[GIVEN TASK]: Copy out everything from the line containing "TARGET = bus rear window" down to the line containing "column 1065, row 131", including both of those lines, reproducing them exactly. Leave any pictures out of your copy.

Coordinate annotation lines

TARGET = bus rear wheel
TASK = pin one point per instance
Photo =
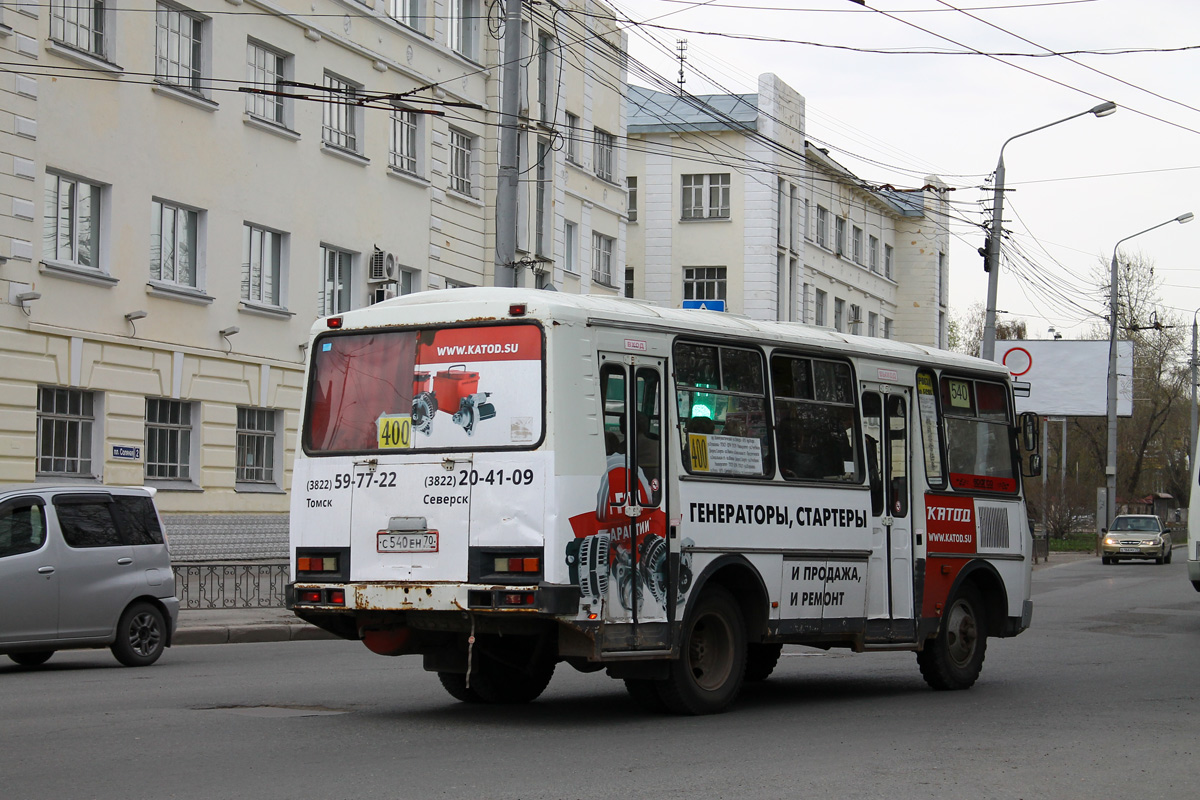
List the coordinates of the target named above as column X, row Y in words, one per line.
column 507, row 671
column 953, row 659
column 708, row 673
column 761, row 660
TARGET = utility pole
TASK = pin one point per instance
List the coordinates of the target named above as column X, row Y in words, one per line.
column 507, row 191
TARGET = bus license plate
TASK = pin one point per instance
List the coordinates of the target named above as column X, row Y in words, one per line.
column 423, row 542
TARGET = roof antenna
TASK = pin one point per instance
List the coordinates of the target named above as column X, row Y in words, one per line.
column 682, row 46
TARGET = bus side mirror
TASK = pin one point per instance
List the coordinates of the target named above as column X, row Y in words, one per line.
column 1030, row 429
column 1035, row 468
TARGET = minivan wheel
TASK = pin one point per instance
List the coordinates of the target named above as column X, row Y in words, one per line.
column 141, row 636
column 31, row 659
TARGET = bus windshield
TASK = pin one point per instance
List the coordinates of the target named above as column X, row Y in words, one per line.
column 425, row 389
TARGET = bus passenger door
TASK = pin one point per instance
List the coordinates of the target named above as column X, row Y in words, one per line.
column 886, row 432
column 634, row 499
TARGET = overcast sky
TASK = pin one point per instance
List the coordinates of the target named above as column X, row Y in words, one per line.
column 1074, row 190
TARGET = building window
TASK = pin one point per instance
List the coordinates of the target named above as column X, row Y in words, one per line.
column 65, row 420
column 463, row 28
column 81, row 24
column 265, row 70
column 71, row 230
column 406, row 11
column 543, row 211
column 179, row 54
column 335, row 286
column 341, row 119
column 546, row 50
column 262, row 265
column 174, row 236
column 605, row 144
column 168, row 439
column 601, row 258
column 403, row 140
column 461, row 162
column 573, row 138
column 256, row 445
column 706, row 197
column 570, row 247
column 703, row 283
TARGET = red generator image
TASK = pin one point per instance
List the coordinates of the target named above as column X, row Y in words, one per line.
column 420, row 383
column 454, row 384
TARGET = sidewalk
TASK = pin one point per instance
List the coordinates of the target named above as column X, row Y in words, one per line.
column 244, row 625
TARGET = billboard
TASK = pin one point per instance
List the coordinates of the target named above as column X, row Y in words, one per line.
column 1067, row 378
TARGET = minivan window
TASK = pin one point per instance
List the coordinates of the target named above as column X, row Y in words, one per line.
column 88, row 523
column 22, row 528
column 138, row 519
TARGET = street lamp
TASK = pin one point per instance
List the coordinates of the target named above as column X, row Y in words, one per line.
column 1110, row 470
column 1192, row 441
column 994, row 234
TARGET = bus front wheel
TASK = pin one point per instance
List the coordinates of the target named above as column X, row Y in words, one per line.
column 953, row 659
column 712, row 662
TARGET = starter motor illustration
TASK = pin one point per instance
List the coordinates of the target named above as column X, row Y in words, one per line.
column 455, row 391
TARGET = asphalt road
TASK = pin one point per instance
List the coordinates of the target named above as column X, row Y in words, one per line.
column 1097, row 701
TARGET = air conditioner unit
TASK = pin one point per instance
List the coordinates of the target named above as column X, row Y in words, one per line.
column 383, row 268
column 384, row 292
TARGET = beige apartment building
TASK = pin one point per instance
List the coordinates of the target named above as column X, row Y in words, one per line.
column 185, row 191
column 730, row 203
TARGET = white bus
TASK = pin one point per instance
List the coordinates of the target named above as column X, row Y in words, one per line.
column 1194, row 527
column 502, row 480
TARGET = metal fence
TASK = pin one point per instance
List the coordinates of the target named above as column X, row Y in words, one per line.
column 231, row 585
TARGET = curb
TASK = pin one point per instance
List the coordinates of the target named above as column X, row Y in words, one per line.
column 247, row 633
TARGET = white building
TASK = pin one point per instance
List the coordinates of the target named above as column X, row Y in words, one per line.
column 181, row 233
column 730, row 202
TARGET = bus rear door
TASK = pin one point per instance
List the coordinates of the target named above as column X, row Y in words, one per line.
column 891, row 590
column 641, row 593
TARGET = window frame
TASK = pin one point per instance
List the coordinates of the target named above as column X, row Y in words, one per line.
column 99, row 35
column 603, row 154
column 265, row 441
column 461, row 173
column 81, row 428
column 732, row 402
column 336, row 294
column 159, row 214
column 281, row 106
column 97, row 241
column 603, row 251
column 713, row 196
column 280, row 270
column 180, row 437
column 169, row 24
column 341, row 122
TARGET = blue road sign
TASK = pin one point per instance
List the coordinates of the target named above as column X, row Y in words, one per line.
column 711, row 305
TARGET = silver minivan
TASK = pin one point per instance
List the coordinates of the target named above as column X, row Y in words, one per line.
column 84, row 566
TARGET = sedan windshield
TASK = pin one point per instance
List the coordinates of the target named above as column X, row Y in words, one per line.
column 1147, row 524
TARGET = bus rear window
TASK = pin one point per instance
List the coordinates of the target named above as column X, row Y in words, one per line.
column 435, row 389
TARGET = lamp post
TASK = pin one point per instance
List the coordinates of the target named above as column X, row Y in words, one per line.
column 1192, row 441
column 1110, row 470
column 997, row 208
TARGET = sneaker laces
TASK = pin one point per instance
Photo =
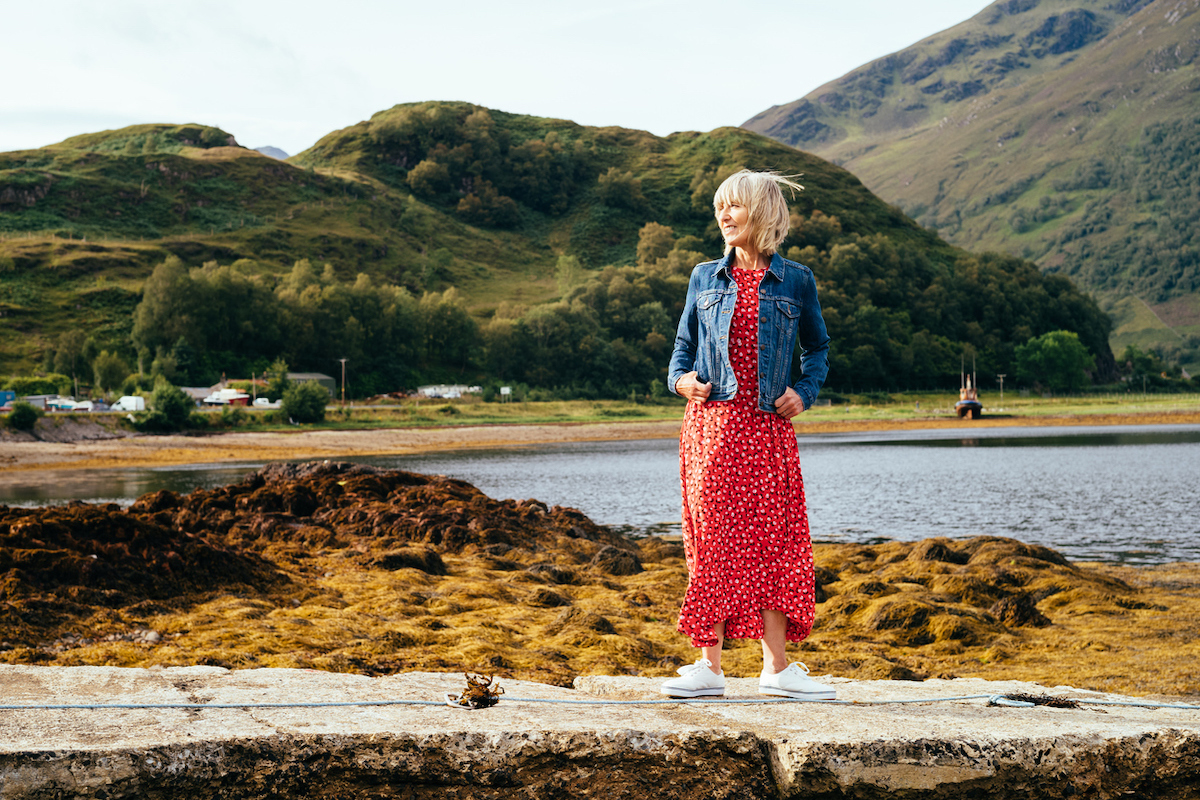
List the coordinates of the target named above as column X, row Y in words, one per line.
column 687, row 669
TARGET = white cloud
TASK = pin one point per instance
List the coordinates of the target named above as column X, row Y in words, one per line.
column 286, row 73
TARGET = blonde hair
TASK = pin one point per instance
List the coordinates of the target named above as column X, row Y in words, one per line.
column 762, row 198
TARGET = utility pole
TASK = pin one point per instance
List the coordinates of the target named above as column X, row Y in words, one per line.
column 343, row 383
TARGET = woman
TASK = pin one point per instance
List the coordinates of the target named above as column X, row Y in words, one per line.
column 745, row 524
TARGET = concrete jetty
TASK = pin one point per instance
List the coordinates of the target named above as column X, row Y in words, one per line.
column 537, row 751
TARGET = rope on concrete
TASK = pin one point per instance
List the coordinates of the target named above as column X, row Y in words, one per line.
column 993, row 699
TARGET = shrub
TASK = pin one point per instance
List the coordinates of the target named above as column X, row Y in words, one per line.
column 23, row 416
column 305, row 402
column 171, row 409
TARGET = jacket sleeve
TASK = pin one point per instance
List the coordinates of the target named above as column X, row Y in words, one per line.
column 683, row 358
column 814, row 342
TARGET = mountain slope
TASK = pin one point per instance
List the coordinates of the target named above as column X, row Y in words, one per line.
column 540, row 226
column 1065, row 131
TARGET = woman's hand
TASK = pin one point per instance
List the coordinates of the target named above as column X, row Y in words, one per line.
column 689, row 386
column 787, row 405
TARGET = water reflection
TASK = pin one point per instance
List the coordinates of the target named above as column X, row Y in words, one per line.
column 1110, row 494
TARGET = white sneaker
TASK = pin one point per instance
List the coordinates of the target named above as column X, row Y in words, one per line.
column 795, row 681
column 695, row 680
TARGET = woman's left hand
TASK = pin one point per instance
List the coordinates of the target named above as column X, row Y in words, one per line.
column 790, row 404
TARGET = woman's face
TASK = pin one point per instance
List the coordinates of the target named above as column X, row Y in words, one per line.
column 735, row 222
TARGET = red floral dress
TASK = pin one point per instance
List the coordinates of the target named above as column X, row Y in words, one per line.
column 744, row 519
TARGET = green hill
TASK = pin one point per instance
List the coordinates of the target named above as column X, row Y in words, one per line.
column 462, row 242
column 1063, row 131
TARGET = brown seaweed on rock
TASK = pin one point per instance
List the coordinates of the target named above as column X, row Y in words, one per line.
column 340, row 566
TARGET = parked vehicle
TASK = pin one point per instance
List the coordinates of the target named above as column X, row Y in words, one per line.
column 228, row 397
column 130, row 403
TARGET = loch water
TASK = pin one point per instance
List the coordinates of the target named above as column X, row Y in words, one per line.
column 1120, row 494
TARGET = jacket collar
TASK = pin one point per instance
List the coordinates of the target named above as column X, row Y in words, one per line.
column 726, row 264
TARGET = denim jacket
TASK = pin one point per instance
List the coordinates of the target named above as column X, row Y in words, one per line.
column 787, row 312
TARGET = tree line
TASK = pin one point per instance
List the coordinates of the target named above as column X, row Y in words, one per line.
column 899, row 320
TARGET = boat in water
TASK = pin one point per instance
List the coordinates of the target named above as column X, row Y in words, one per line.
column 969, row 405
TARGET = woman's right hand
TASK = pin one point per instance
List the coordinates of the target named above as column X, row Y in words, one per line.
column 689, row 386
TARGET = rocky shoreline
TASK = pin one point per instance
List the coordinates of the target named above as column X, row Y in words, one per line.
column 346, row 567
column 336, row 582
column 887, row 740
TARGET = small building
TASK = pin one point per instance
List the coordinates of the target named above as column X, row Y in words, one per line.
column 227, row 397
column 198, row 392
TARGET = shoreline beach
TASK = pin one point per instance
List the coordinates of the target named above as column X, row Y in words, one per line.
column 18, row 456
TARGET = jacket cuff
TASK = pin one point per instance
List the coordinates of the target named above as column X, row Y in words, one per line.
column 805, row 396
column 672, row 380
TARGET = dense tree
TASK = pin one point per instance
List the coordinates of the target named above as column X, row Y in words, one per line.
column 109, row 371
column 1056, row 360
column 70, row 354
column 171, row 408
column 305, row 402
column 23, row 416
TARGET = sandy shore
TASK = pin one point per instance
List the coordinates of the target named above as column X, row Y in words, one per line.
column 19, row 457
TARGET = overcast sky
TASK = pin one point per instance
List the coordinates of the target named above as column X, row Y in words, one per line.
column 287, row 73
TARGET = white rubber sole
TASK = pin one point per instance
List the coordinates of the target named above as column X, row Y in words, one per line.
column 693, row 692
column 774, row 691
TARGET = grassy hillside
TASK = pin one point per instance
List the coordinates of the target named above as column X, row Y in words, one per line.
column 540, row 226
column 1063, row 131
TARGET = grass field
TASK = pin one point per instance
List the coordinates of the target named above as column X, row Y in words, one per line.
column 907, row 407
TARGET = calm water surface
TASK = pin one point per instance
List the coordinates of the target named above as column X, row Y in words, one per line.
column 1093, row 493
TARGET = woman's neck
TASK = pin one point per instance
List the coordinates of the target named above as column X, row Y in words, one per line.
column 749, row 259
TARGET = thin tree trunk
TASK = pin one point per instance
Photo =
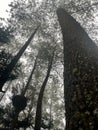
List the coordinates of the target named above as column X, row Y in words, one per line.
column 5, row 90
column 40, row 97
column 80, row 75
column 10, row 67
column 30, row 77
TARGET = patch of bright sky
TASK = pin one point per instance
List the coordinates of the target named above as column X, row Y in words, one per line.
column 3, row 7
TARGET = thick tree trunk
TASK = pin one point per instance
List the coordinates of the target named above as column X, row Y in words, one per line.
column 10, row 67
column 40, row 98
column 80, row 75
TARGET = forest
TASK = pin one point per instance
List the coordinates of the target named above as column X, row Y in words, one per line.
column 48, row 65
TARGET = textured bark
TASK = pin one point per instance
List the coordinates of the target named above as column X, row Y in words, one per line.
column 80, row 75
column 30, row 78
column 10, row 67
column 40, row 98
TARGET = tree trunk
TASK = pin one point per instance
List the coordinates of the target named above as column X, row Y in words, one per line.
column 10, row 67
column 40, row 98
column 30, row 78
column 80, row 75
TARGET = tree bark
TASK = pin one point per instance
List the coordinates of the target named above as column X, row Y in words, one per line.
column 80, row 75
column 10, row 67
column 40, row 97
column 30, row 78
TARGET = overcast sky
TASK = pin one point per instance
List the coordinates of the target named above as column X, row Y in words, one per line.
column 4, row 7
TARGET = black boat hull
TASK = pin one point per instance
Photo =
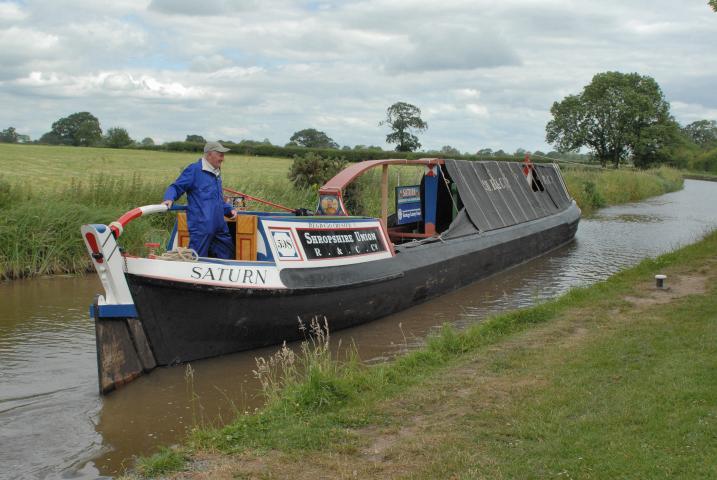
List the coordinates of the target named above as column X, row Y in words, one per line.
column 185, row 322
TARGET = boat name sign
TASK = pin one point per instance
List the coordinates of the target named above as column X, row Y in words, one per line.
column 320, row 244
column 331, row 242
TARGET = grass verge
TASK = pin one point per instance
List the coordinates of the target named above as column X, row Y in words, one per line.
column 610, row 381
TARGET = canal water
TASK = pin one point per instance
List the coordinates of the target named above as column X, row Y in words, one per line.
column 53, row 423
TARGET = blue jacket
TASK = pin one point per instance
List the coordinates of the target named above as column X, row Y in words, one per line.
column 205, row 201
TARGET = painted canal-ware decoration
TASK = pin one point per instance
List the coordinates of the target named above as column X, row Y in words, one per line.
column 465, row 221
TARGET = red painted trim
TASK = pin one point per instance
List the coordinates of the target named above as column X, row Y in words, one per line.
column 92, row 242
column 129, row 216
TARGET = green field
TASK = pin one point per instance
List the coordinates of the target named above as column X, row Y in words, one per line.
column 50, row 167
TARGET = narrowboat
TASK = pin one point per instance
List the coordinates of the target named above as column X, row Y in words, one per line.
column 462, row 222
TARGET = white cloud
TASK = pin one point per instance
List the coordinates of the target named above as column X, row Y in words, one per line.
column 11, row 12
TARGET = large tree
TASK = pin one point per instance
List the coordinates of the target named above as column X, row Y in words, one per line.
column 9, row 135
column 617, row 116
column 702, row 132
column 79, row 129
column 312, row 138
column 403, row 118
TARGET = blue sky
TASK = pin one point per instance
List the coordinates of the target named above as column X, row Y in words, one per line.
column 483, row 73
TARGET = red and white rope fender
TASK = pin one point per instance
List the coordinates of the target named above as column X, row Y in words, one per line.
column 117, row 226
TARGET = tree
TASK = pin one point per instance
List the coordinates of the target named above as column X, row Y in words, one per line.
column 657, row 144
column 612, row 117
column 50, row 138
column 117, row 137
column 312, row 138
column 78, row 129
column 447, row 150
column 702, row 132
column 9, row 135
column 403, row 118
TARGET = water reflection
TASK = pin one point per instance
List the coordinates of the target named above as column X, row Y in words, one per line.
column 52, row 421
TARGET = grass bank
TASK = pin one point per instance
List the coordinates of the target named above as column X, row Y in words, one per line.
column 611, row 381
column 47, row 192
column 596, row 188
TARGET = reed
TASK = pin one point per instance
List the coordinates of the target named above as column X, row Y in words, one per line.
column 597, row 188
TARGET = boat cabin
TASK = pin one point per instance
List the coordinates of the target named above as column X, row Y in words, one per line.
column 419, row 211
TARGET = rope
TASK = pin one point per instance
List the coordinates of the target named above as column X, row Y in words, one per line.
column 181, row 254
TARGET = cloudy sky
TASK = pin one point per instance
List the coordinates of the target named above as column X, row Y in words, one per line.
column 484, row 73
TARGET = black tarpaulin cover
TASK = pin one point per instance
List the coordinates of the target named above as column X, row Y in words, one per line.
column 498, row 194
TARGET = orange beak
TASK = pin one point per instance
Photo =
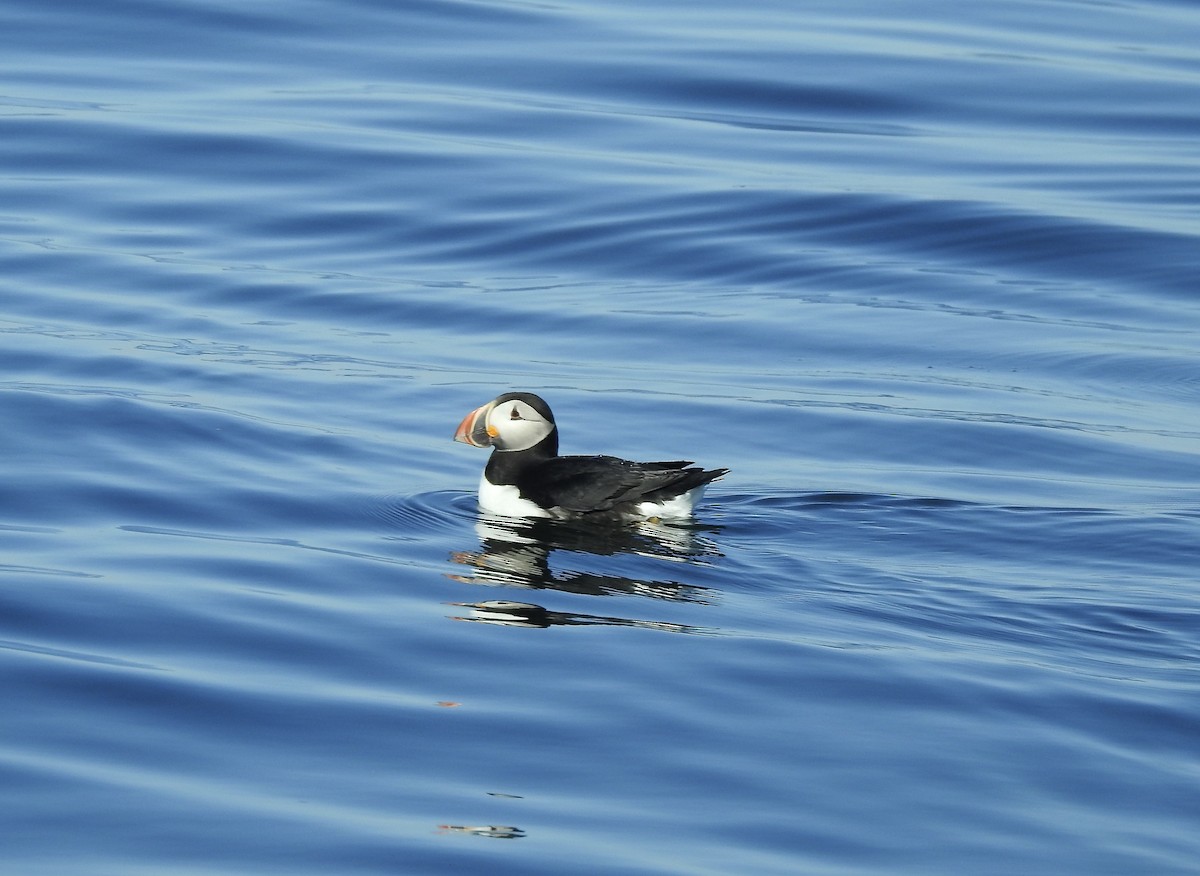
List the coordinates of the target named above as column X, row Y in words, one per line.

[COMPLETE OUTPUT]:
TARGET = bus rear window
TASK = pin one point per instance
List the coordinates of the target named above as column X, row Y in words, one per line.
column 435, row 389
TARGET = lamp post
TASK = pin one point per instance
List the coordinates of the target named above as column X, row Y in words, one per line.
column 1192, row 441
column 1110, row 470
column 997, row 208
TARGET = sneaker laces
TASK = pin one point per instance
Photo =
List the coordinates of the target named above as column X, row Y in words, one per line.
column 687, row 669
TARGET = white cloud
TASK = pin one point per instance
List the coordinates of the target named above as column X, row Y in words, one per line.
column 286, row 73
TARGET = blonde hair
TASK = pin one point per instance
List the coordinates of the target named above as column X, row Y in words, one per line.
column 762, row 198
TARGET = utility pole
TASK = pin one point per instance
List the coordinates of the target named above as column X, row Y in words, one per line.
column 343, row 383
TARGET = woman
TASK = pin one point per instance
List the coordinates of the target named above as column X, row Y in words, one per line.
column 745, row 524
TARGET = concrete jetty
TASK = pin one point per instance
List the coordinates of the target named above as column X, row Y in words, one per line.
column 537, row 751
TARGET = rope on concrete
TASK = pin one point per instance
List the coordinates of the target named above as column X, row Y in words, one per line.
column 993, row 699
TARGET = shrub
TASK = pin one point per instance
List the coordinates of the target named above as column X, row Y in words, one per line.
column 23, row 416
column 305, row 402
column 171, row 409
TARGET = jacket sleeve
TASK = pin one point per instance
List the coordinates of the target named above as column X, row Y in words, one per line.
column 683, row 358
column 814, row 342
TARGET = mountain slope
TASK = pin one point per instance
List the coordinates of the target named above as column X, row Y in words, one per line.
column 540, row 226
column 1065, row 131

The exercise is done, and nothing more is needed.